SET PROBLEM
Copy the records below exactly as they are written.
══ AVAILABLE RECORDS
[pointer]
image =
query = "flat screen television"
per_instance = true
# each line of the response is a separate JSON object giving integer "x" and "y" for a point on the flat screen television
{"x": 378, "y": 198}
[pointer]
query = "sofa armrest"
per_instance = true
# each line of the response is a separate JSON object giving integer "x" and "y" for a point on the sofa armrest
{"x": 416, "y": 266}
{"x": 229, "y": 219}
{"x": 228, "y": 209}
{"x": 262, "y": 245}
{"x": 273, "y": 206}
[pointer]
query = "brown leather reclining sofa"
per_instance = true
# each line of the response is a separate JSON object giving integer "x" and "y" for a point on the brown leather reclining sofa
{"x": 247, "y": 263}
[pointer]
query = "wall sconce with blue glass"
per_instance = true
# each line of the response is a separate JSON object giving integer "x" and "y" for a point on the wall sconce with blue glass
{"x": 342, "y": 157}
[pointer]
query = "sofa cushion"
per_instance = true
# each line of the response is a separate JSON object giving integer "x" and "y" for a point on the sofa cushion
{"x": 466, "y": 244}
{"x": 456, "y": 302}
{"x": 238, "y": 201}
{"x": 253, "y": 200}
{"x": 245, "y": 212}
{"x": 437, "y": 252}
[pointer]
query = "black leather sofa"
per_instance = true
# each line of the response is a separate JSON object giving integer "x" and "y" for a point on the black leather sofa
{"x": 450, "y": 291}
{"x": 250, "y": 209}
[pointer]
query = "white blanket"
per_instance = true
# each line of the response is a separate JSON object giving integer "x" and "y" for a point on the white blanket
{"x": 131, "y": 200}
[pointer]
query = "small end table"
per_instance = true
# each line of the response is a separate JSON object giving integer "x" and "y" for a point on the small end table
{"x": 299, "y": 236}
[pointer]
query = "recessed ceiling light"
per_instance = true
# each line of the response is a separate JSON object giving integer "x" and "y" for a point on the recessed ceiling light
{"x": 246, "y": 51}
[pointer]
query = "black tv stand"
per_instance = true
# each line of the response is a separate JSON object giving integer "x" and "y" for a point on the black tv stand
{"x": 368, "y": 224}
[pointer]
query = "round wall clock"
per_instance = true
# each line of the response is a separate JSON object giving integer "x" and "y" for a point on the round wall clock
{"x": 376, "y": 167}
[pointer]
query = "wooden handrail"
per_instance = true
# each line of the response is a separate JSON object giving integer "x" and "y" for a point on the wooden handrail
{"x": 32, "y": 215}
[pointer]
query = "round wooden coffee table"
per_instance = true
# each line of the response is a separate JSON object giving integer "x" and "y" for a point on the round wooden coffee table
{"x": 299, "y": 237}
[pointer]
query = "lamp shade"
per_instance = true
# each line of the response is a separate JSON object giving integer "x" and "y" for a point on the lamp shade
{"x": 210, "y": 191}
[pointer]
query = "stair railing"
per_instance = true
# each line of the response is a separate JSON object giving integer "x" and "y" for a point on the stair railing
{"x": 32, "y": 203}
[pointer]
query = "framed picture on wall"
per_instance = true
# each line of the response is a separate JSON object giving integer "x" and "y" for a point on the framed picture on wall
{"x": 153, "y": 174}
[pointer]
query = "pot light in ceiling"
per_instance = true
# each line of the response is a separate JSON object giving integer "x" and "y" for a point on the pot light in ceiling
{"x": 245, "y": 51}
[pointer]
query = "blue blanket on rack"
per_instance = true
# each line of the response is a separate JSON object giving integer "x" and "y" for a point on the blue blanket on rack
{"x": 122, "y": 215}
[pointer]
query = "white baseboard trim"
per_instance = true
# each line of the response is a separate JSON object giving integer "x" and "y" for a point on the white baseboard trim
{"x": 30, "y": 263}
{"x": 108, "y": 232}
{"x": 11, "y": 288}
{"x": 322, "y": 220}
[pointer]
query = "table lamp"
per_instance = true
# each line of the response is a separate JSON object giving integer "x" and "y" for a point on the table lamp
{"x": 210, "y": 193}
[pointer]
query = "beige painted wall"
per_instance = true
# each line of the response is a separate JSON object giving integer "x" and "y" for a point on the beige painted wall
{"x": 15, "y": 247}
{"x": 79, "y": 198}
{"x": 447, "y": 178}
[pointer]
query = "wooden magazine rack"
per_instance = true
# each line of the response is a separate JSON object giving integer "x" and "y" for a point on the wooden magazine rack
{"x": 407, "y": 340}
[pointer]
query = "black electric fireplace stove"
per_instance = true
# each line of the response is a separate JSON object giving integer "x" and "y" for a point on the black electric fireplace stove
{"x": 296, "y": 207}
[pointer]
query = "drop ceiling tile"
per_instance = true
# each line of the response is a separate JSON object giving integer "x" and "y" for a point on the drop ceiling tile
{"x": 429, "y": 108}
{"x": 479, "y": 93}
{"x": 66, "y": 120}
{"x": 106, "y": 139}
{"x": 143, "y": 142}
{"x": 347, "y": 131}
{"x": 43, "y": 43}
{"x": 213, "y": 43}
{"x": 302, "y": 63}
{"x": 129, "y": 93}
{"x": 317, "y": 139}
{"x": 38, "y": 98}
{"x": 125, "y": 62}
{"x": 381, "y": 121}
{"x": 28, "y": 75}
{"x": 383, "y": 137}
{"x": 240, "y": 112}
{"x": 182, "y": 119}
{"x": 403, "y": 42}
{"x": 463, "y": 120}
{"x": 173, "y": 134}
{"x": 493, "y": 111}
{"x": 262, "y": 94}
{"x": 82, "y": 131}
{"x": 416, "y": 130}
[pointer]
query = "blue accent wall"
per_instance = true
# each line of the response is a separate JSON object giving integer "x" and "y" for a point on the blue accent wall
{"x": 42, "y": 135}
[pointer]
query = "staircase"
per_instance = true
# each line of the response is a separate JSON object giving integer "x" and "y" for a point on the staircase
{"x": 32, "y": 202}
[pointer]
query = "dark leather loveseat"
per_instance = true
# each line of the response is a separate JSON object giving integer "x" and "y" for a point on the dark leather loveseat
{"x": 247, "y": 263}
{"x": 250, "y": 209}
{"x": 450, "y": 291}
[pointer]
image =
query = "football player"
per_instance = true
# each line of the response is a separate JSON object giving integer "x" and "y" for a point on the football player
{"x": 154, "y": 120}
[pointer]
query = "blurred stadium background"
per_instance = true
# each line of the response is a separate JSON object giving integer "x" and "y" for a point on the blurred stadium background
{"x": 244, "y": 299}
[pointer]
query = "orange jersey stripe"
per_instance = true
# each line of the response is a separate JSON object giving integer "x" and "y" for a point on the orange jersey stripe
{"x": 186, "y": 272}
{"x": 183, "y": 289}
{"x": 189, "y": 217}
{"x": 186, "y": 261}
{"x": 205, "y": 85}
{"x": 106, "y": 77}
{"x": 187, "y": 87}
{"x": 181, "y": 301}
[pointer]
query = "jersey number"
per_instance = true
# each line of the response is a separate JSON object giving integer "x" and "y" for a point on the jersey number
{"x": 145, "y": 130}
════
SOLUTION BELOW
[pointer]
image =
query = "flat screen television"
per_instance = true
# each line of the response is a separate JSON object giving integer "x" and "y" for a point on the flat screen television
{"x": 378, "y": 198}
[pointer]
query = "sofa armrest"
per_instance = true
# each line of the response is a separate JSON object giving integer "x" and "y" for a point on the sofa armrest
{"x": 416, "y": 266}
{"x": 229, "y": 219}
{"x": 228, "y": 209}
{"x": 262, "y": 245}
{"x": 273, "y": 206}
[pointer]
query = "brown leather reclining sofa"
per_instance = true
# each line of the response is a separate JSON object giving integer "x" and "y" for a point on the brown leather reclining sofa
{"x": 247, "y": 263}
[pointer]
query = "wall sconce with blue glass"
per_instance = true
# each line of the response is a separate JSON object giving integer "x" and "y" for a point on the wall sconce with blue glass
{"x": 342, "y": 157}
[pointer]
query = "sofa cushion"
per_instance = true
# each line of the response is a separate JSON object giving integer "x" and "y" for a point on the sofa cushion
{"x": 466, "y": 244}
{"x": 456, "y": 302}
{"x": 238, "y": 201}
{"x": 253, "y": 200}
{"x": 245, "y": 212}
{"x": 437, "y": 252}
[pointer]
query = "black leather sofa"
per_instance = true
# each line of the response is a separate JSON object giving integer "x" and "y" for a point on the black leather sofa
{"x": 450, "y": 291}
{"x": 250, "y": 209}
[pointer]
query = "white blanket"
per_instance = true
# each line of the response is a separate JSON object giving integer "x" and "y" for a point on the white blanket
{"x": 131, "y": 200}
[pointer]
query = "small end table"
per_instance = true
# each line of the response is a separate JSON object giving integer "x" and "y" for a point on the small end table
{"x": 299, "y": 236}
[pointer]
query = "recessed ceiling light"
per_instance = true
# each line of the response is a separate JSON object giving integer "x" and "y" for a point on the recessed ceiling light
{"x": 246, "y": 51}
[pointer]
query = "black tv stand"
per_instance = true
# each line of the response is a separate JSON object giving integer "x" and "y" for a point on the black tv stand
{"x": 368, "y": 224}
[pointer]
query = "round wall clock"
per_instance = true
# each line of the response is a separate JSON object giving integer "x" and "y" for a point on the round wall clock
{"x": 376, "y": 167}
[pointer]
query = "wooden handrail"
per_instance = true
# each line of the response is a separate JSON object giving integer "x" and "y" for a point on the wooden handrail
{"x": 32, "y": 215}
[pointer]
query = "round wooden coffee table"
per_instance = true
# each line of the response is a separate JSON object giving integer "x" and "y" for a point on the round wooden coffee table
{"x": 299, "y": 237}
[pointer]
query = "lamp shade"
per_instance = true
# each line of the response is a separate JSON object giving integer "x" and "y" for a point on the lamp shade
{"x": 210, "y": 191}
[pointer]
query = "stair railing"
per_instance = true
# each line of the response is a separate JSON object giving integer "x" and "y" for a point on the stair railing
{"x": 32, "y": 203}
[pointer]
query = "framed picture on wall"
per_instance = true
# each line of the response is a separate JSON object giving integer "x" and "y" for a point on the framed picture on wall
{"x": 153, "y": 174}
[pointer]
query = "pot light in ceiling"
per_instance = true
# each line of the response is a separate JSON object giving integer "x" and "y" for a point on the pot light in ceiling
{"x": 245, "y": 51}
[pointer]
query = "blue blanket on rack"
per_instance = true
# each line of the response is a separate JSON object giving integer "x" and "y" for a point on the blue blanket on rack
{"x": 122, "y": 215}
[pointer]
query = "white baseboard trim"
per_instance = true
# each line of the response is a separate JSON object giving integer "x" and "y" for a point on the white baseboard trim
{"x": 30, "y": 263}
{"x": 108, "y": 232}
{"x": 11, "y": 288}
{"x": 322, "y": 220}
[pointer]
query = "table lamp"
per_instance = true
# each line of the response is a separate JSON object giving integer "x" and "y" for a point on the table lamp
{"x": 210, "y": 193}
[pointer]
query = "beige painted wall"
per_instance = true
# each line of the response is a separate JSON object giving integer "x" and "y" for a point on the beige painted wall
{"x": 15, "y": 247}
{"x": 79, "y": 198}
{"x": 447, "y": 178}
[pointer]
query = "wooden magazine rack"
per_instance = true
# each line of the response is a separate JSON object giving integer "x" and "y" for a point on the wooden magazine rack
{"x": 407, "y": 340}
[pointer]
query = "black electric fireplace stove"
per_instance = true
# each line of the response is a separate JSON object giving integer "x" and "y" for a point on the black electric fireplace stove
{"x": 296, "y": 207}
[pointer]
query = "drop ceiling tile"
per_instance = true
# each line of the response is a separate JSON object giving integer "x" and "y" for a point on the drop ceiling tile
{"x": 429, "y": 108}
{"x": 479, "y": 93}
{"x": 66, "y": 120}
{"x": 106, "y": 139}
{"x": 143, "y": 142}
{"x": 347, "y": 131}
{"x": 43, "y": 43}
{"x": 213, "y": 43}
{"x": 302, "y": 63}
{"x": 129, "y": 93}
{"x": 317, "y": 139}
{"x": 38, "y": 98}
{"x": 125, "y": 62}
{"x": 381, "y": 121}
{"x": 28, "y": 75}
{"x": 383, "y": 137}
{"x": 240, "y": 112}
{"x": 182, "y": 119}
{"x": 403, "y": 42}
{"x": 463, "y": 120}
{"x": 173, "y": 134}
{"x": 493, "y": 111}
{"x": 262, "y": 94}
{"x": 82, "y": 131}
{"x": 416, "y": 130}
[pointer]
query = "blue accent wall"
per_instance = true
# each line of the response is a separate JSON object giving integer "x" and "y" for a point on the blue accent wall
{"x": 42, "y": 135}
[pointer]
query = "staircase"
per_instance = true
# each line of the response is a separate JSON object giving integer "x" and "y" for a point on the staircase
{"x": 32, "y": 202}
[pointer]
query = "dark leather loveseat"
per_instance = true
# each line of the response is a separate JSON object giving integer "x" and "y" for a point on the dark leather loveseat
{"x": 247, "y": 263}
{"x": 250, "y": 209}
{"x": 450, "y": 291}
[pointer]
image =
query = "football player"
per_instance = true
# each line of the response is a separate JSON object giving integer "x" and "y" for a point on the football player
{"x": 154, "y": 120}
[pointer]
query = "blurred stadium background"
per_instance = true
# each line of the response is a separate JSON object giving integer "x" and "y" for a point on the blurred stadium background
{"x": 244, "y": 299}
[pointer]
query = "orange jersey stripe"
per_instance = true
# each line of the response is a separate JSON object giving integer "x" and "y" for a point on the orange jersey stripe
{"x": 186, "y": 272}
{"x": 183, "y": 289}
{"x": 189, "y": 217}
{"x": 186, "y": 261}
{"x": 205, "y": 85}
{"x": 106, "y": 77}
{"x": 187, "y": 87}
{"x": 181, "y": 301}
[pointer]
query = "jersey number"
per_instance = true
# each line of the response is a separate JSON object giving integer "x" and "y" for a point on the jersey number
{"x": 145, "y": 130}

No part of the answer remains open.